Excerpt section start

Category Archives: Life

The Money Pit

Although I’m personally very vocal about my dislike and distrust of the Affordable Care Act, I don’t think I’ve ever come out and stated my reasons for it.  The first, I have to admit, is resentment over how the nearly-one-thousand-page bill was passed through congress and shoved down Americans throats.  If you don’t remember, the first version was drafted within the first three months of Obama’s Presidency, with heavy input from pharmaceutical and hospital companies.  Then, for nearly two years, our congressmen and senators spent almost every waking moment telling us to roll over and take it, evading questions about what it really meant (they didn’t know, none of them read it), and assuring us that it was not—well, they assured us it was not a lot of things without actually telling us what it was; they were a lot like Muslims trying to describe God.  Finally, they passed the bill in an eleventh-hour session in 2010, just before a solid percentage of those who championed the bill found themselves out of work.  They had to cut deals with a Republican Senator to get the watershed vote, despite the Democrats holding a supermajority in the Senate (that’s right—all the talk about Republican obstructionism ignores the fact that at least one-fifth of Senate Democrats had listened to their constituents and voted against the bill).

So, yeah, I have an issue with that.  It seems like they took all their lawmaking lessons from the corrupt Senators in Mr Smith Goes to Washington.  But that isn’t the only reason I have issues.  I have deep personal issues with the individual mandate.  Forcing Americans to purchase a personal product has always been a problem for me.  Forcing Americans to invest in a financial instrument is beyond concerning to me, and make no mistake, insurance is a financial instrument.  In its purest form, insurance is a limited savings account that allows people to save money toward a crisis or an eventuality.  In its modern form, insurance is a lottery, a deadpool where you throw money and hope to god you never come up a winner, because winning that bet means something horrible has happened.  It’s no accident that prior to the ACA, the only form of insurance required by law in the United States was automotive liability insurance.  You have to have proof of your ability and willingness to meet your responsibilities if you accidentally cause harm to another person.  That is a reasonable requirement.  It is not reasonable to require people to pay into a money pool that really makes the problem worse.

Excerpt section end

→ **Problem to work on**: According to the post on the Affordable Care Act, what was the only form of insurance required by law in the United States before the ACA?

Input data section start

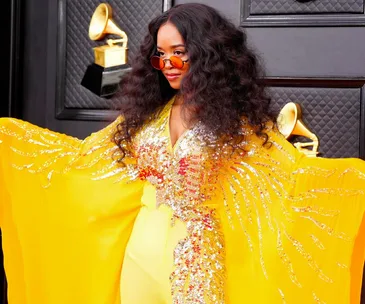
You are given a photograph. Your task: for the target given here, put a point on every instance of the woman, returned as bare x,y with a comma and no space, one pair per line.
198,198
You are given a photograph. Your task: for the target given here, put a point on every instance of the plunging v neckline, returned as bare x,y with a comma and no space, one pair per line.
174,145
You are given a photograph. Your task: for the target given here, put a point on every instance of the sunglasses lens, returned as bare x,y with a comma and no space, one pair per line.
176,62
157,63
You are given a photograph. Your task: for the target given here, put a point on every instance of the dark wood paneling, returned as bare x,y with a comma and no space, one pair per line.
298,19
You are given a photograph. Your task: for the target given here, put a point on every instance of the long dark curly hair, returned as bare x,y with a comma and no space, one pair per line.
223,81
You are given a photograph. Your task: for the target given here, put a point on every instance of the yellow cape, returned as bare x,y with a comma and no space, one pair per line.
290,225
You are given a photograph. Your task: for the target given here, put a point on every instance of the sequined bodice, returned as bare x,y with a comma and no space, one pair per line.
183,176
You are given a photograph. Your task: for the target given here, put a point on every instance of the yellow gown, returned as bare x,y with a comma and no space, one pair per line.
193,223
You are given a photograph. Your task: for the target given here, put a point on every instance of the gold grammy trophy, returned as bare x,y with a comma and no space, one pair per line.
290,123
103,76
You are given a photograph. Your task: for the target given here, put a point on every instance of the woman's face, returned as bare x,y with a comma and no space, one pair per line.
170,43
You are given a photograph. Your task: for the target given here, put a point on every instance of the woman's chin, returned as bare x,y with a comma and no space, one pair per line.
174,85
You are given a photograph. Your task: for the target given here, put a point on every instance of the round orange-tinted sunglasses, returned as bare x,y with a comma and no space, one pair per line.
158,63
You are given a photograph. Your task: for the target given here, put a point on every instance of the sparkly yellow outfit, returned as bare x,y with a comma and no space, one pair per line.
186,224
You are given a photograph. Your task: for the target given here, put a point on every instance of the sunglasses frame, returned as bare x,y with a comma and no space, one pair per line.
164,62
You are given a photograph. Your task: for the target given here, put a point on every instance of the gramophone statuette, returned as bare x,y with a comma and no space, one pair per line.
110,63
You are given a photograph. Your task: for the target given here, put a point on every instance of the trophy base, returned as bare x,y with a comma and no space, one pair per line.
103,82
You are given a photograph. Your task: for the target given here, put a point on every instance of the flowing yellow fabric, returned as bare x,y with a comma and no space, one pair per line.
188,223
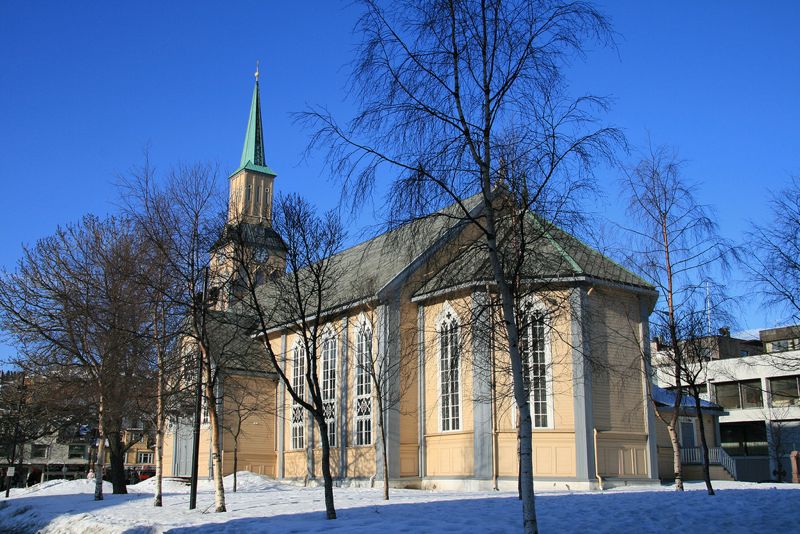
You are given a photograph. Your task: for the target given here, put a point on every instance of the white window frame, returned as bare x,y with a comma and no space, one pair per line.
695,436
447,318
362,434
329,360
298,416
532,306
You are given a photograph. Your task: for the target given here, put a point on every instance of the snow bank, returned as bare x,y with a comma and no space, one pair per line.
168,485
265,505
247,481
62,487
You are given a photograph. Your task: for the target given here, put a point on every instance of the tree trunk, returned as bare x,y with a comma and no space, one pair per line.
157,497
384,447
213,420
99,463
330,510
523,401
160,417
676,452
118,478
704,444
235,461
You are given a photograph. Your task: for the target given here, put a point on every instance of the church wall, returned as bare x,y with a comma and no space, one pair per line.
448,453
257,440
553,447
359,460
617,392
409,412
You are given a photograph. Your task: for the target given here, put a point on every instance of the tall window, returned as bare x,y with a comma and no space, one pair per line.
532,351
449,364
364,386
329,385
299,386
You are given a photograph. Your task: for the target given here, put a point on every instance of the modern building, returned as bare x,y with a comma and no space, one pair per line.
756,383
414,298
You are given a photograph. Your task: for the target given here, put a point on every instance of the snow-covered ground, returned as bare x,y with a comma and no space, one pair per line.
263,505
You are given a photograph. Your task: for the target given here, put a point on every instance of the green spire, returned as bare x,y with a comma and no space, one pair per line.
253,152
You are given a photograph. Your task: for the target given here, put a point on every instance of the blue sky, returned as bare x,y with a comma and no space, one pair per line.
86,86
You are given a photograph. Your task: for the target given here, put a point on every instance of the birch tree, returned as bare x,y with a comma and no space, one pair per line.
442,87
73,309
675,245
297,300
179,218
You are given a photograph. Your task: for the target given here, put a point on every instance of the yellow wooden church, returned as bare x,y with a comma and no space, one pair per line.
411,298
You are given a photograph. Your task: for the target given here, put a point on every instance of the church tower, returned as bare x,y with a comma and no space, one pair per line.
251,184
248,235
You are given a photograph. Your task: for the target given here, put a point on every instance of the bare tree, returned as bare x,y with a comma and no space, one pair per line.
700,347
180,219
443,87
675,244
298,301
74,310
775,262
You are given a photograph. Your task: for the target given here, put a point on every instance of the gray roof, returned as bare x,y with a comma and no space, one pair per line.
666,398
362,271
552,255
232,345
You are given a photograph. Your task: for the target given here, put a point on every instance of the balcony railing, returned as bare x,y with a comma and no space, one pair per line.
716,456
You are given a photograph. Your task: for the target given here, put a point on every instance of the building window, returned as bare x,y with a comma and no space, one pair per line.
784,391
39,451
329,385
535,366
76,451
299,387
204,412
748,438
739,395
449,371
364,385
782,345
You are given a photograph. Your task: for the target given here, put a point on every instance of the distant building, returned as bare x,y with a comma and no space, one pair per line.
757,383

Input data section end

→ **Exercise output**: Automotive liability insurance.